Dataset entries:
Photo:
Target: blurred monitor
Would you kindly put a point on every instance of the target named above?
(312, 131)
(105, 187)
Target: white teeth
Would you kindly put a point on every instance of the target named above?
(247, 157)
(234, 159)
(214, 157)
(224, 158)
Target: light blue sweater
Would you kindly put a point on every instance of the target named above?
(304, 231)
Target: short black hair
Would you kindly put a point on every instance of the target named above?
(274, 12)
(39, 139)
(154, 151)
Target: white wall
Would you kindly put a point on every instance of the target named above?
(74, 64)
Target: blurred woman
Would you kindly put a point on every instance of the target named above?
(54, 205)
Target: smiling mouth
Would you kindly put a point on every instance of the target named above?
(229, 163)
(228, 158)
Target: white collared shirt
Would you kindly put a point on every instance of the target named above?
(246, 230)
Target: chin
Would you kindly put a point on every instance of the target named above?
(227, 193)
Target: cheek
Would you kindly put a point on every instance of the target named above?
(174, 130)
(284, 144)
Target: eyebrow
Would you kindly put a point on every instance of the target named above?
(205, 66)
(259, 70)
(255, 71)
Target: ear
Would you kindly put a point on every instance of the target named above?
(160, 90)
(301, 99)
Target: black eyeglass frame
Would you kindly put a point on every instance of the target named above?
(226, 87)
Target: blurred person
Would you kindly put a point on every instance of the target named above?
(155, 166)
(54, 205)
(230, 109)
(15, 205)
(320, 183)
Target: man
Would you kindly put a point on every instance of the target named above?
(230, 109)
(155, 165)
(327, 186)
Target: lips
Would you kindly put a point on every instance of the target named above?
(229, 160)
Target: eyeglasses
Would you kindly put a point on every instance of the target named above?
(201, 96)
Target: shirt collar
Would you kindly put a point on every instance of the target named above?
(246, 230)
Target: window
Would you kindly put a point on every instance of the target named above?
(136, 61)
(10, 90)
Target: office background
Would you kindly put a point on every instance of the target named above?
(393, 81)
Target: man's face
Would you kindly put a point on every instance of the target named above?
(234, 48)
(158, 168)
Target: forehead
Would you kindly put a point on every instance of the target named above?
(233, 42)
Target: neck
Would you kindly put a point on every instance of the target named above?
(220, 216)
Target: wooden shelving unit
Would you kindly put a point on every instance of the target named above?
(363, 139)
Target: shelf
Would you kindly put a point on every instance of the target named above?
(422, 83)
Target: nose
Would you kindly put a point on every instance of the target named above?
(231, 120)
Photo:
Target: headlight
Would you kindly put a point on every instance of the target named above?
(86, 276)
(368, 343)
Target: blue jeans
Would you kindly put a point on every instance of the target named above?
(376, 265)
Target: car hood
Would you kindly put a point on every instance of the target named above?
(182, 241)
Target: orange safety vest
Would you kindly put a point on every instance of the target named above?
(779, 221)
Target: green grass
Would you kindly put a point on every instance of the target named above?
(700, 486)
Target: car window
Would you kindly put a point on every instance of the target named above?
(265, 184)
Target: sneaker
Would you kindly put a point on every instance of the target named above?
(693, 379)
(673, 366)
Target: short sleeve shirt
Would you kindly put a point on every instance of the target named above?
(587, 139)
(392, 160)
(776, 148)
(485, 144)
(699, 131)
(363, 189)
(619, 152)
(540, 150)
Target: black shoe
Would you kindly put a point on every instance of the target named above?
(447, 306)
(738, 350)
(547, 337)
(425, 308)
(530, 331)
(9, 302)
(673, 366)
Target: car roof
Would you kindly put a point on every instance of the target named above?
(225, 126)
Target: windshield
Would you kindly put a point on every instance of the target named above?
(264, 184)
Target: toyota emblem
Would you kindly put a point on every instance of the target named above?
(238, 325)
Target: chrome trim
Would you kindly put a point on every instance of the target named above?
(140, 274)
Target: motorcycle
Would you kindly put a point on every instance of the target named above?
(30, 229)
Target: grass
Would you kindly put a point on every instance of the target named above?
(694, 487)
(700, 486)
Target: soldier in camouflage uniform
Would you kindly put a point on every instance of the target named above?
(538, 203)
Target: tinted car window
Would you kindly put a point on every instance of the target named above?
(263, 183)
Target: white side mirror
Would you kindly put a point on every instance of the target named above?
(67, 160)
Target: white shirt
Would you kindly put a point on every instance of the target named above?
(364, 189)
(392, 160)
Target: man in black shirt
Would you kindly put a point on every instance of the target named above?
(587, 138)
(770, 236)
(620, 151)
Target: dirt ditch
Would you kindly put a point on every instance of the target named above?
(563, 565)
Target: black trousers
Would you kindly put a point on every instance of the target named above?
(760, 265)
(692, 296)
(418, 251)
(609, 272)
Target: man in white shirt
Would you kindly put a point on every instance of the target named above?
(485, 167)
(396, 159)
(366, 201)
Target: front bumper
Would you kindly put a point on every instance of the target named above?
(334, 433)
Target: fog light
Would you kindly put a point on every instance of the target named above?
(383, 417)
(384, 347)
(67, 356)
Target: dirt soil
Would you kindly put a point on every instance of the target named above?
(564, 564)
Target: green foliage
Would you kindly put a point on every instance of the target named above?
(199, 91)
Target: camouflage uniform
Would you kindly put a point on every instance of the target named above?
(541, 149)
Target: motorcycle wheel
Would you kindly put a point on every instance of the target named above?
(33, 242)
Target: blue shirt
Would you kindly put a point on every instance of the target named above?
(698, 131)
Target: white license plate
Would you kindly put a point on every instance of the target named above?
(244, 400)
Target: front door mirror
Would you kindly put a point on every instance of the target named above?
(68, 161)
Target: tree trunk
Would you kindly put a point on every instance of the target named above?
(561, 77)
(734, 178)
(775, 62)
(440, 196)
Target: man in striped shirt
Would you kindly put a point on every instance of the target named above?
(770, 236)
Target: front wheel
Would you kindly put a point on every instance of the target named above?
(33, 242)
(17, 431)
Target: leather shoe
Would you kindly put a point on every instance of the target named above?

- [EXERCISE OBJECTIVE]
Working from the records above, write out verbatim only the lines from the line containing "Target: forehead" through the line containing "Target: sneaker".

- [ANSWER TO THIS TASK]
Target: forehead
Would you kindly put a point on every instance of the target named above?
(233, 42)
Target: neck
Would you kindly put a point on every instance of the target named above?
(220, 216)
Target: wooden shelving unit
Would you kindly put a point on every instance of the target named above?
(363, 139)
Target: shelf
Would you kindly put a point on every instance of the target named above?
(422, 83)
Target: nose
Would you kindly put a point on every instance of the target named above?
(231, 120)
Photo:
Target: headlight
Would you kindly put a point on every instance of the target named above?
(86, 276)
(368, 343)
Target: blue jeans
Would you kindly put a point on every instance of the target named above?
(376, 265)
Target: car hood
Would you kindly put a point on every instance of the target named above?
(182, 241)
Target: orange safety vest
Would you kindly put a point on every instance of the target named above?
(779, 221)
Target: green grass
Would you kindly put a point on every instance of the target named above?
(700, 486)
Target: car window
Would you kindly put a point on every instance of the target named above?
(265, 184)
Target: sneaker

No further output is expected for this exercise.